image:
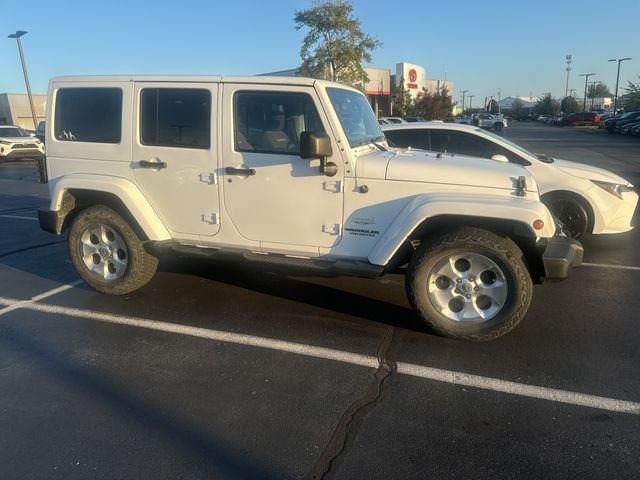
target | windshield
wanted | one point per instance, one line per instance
(13, 132)
(508, 142)
(356, 117)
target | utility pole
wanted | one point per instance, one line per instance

====

### Problem
Can you give all the lines above again with "utility pole" swapped for "telephone pole", everything else unchanged and the picture left out?

### Answer for the task
image:
target | windshield
wanted | one point per instance, one line per instance
(13, 132)
(508, 142)
(356, 117)
target | telephone pole
wanted | one point per instance, one line per instance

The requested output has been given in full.